TASK OBJECTIVE: Pick up the essay on new technologies, jobs and digital finance in Pakistan and continue it from its last sentence.

SOURCE EXTRACT:
══════

Economists like Erik Brynjolfsson and Andrew McAfee have pointed out that the revolution could yield greater inequality, particularly in the labour markets. As automation substitutes for labour across the entire economy, the net displacement of workers by machines might exacerbate the gap between returns to capital and labour. On the other hand, it is also possible the displacement of workers by technology will, in aggregate, drastically increase gainful and rewarding jobs. It is hard to foresee, and the outcome might be some combination of the two. According to the World Economic Forum (WEF, 2019) talent, more than capital, will represent the critical factor of production. This may give rise to a job market increasingly polarised into “low-skill/low-pay” and “high-skill/high-pay” segments, which, in turn, may have political and distributional consequences. On the contrary, it is also pertinent to note artificial intelligence holds the potential to substantially improve sustainable governance practices to meet the needs of citizens in innovative ways, ranging from traffic management, energy consumption and healthcare delivery to processing tax forms. But many public institutions across the world are lagging in harnessing this powerful technology.

It is tremendously crucial to underscore the valuable tools that can be developed through AI or big data technology to augment effective governance and participation

Simultaneously, governments and world powers will gain new technological powers to increase their control over populations, based on pervasive surveillance systems and the ability to control digital infrastructure. On the whole, however, governments will increasingly face pressure to change their existing approach to public engagement and policymaking, due to redistribution and decentralisation of power that new technologies make possible.

One of the greatest individual challenges posed by new information technologies is right to privacy. It is essential, but tracking and sharing information about people are a crucial part of the new connectivity. Debates about fundamental issues like the impact on our private lives and loss of control over our data will intensify in the future. Furthermore, the revolutions occurring in biotechnology and AI, which are redefining what it means to be human by pushing back the current thresholds of the life span, health, cognition and capabilities, will compel us to reconfigure our moral and ethical boundaries as well.

In Pakistan, we also witness the impact of the digital revolution in terms of digital finance, telecommunications, etc. Mobile phones are a clear example of the deep impact of new and emerging technologies. They have given poor people in developing countries access to long-distance communications without the need for costly investments in landlines and other infrastructure. Likewise, mobile banking provided through cell phones has enabled access to financial services in remote areas without banking facilities.

It is estimated (SBP 2019) that the market potential of Digital Finance services in Pakistan will cross USD 36 billion by 2025, providing a seven per cent boost to the GDP, creating four million new jobs and resulting in new deposits of USD 263 billion. This potential can only be achieved through a robust and efficient DFS ecosystem.

Big data techniques are highly appropriate for Pakistan’s context where large sets of available transaction data can be used to create risk profiles of unbanked individuals, families, and business enterprises. Data mining can also help service providers better engage with their clients. For instance, correlating usage patterns with other publicly available databases, service providers can send their consumers useful and targeted alerts (weather patterns, farm practices, market prices, etc.). A Pakistani domiciled fintech, “CreditFix,” will be using smartphone consumption pattern and publicly available data points to target low-income groups to help them with their businesses. Another Pakistani start-up, “Survey Auto,” founded by Dr Umar Saif has received an investment directly from the Bill & Melinda Gates Foundation to develop innovative Artificial Intelligence models for data collection.

══════

[Records of labeled boxes]
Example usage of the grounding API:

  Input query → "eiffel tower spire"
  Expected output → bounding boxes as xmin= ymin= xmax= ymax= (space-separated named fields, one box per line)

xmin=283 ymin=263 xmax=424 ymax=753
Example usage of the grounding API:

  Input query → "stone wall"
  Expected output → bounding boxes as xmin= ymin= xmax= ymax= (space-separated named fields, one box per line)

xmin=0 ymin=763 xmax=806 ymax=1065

══════

ANSWER FOR THE TASK:
Kenneth Cukier, the senior editor at The Economist and NYT bestselling author of “Big Data,” provided some special insight regarding AI and its implication for developing countries like Pakistan. Firstly, regarding AI causing greater North-South digital inequality he said: “The existing divides between north and south will remain in terms of technology, economy, skills, healthcare and so on. Will these inequalities expand? No one knows for sure, but I don’t think so. This is because technology is becoming so inexpensive that developing countries will be able to access it and use it as well. Mobiles are almost as plentiful in Lahore as they are in London. So I’m an optimist that although inequalities will remain, they won’t grow. Hopefully, they will shrink. ”

Secondly, it is also tremendously crucial to underscore the valuable tools that can be developed through AI or big data technology to augment effective governance and participation, like liberal democratic values such as freedom of speech, right to information, e-governance and greater political participation, etc.

Kenneth Cukier further pointed out that “Technology, whether AI or anything else, is a function of human minds and values and put to use by us to achieve our ends–be they good or evil. It will require a culture and institutions to enable and protect “liberal” values like democracy, free expression, tolerance and so on. This culture and these institutions are hard to establish. And they are fragile, as the West learned in the 1930s and 1940s–and we are learning again today.”

It is important to start assessing the impact of AI and what it might entail for our economy and particularly the labour market in the coming years. Since rapid technological advancement is inevitable and its time we start adapting to new ways of discerning, problem solving and reskilling the talent pool.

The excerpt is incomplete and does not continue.